• Problem description
Please say how many lines in the records below contain the word "emblem". Give only the number.
BEGIN
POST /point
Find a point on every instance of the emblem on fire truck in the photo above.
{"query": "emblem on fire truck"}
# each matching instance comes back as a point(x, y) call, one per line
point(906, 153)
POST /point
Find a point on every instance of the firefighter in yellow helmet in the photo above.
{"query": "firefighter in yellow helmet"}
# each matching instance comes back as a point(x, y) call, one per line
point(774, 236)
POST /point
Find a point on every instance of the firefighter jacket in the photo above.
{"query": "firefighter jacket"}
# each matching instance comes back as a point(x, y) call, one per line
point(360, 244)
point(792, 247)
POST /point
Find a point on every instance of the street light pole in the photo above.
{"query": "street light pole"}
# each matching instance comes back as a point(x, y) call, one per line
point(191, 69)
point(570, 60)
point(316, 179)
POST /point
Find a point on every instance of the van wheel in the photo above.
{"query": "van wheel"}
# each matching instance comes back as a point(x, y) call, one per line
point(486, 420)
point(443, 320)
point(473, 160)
END
BEGIN
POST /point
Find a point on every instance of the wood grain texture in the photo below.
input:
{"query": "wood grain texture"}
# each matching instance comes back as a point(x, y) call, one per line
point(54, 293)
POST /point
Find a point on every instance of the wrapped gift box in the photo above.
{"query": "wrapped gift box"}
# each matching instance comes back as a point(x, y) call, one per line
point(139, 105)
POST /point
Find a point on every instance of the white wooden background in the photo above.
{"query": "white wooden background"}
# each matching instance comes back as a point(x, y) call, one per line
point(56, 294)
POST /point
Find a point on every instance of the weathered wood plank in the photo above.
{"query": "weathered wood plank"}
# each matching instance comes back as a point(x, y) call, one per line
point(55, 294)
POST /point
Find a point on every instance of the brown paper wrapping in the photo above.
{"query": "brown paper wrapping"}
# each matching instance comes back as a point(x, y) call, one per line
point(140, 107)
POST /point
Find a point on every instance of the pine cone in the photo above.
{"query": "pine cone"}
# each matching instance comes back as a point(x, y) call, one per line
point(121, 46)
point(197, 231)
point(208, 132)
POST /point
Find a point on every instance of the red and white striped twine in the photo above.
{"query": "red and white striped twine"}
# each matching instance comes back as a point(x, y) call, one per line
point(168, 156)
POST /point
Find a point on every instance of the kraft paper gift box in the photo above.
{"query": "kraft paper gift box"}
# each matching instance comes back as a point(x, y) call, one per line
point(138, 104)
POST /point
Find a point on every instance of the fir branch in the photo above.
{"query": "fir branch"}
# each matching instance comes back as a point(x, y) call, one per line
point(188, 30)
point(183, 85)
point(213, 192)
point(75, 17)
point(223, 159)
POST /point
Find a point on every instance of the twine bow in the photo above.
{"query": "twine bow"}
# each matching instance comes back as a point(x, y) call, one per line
END
• Written answer
2